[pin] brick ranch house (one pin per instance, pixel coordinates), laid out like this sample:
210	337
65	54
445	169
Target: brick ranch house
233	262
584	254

GOAL OF THE EXERCISE: Please convert the rows above into a numbered list, leaving out any blank lines.

REPLY TO THE TASK:
1. [pin] brick ranch house (one pin per instance, pixel coordinates), laid out like this sample:
2. 210	337
3. 65	54
4. 445	169
5. Target: brick ranch house
6. 233	262
7. 584	254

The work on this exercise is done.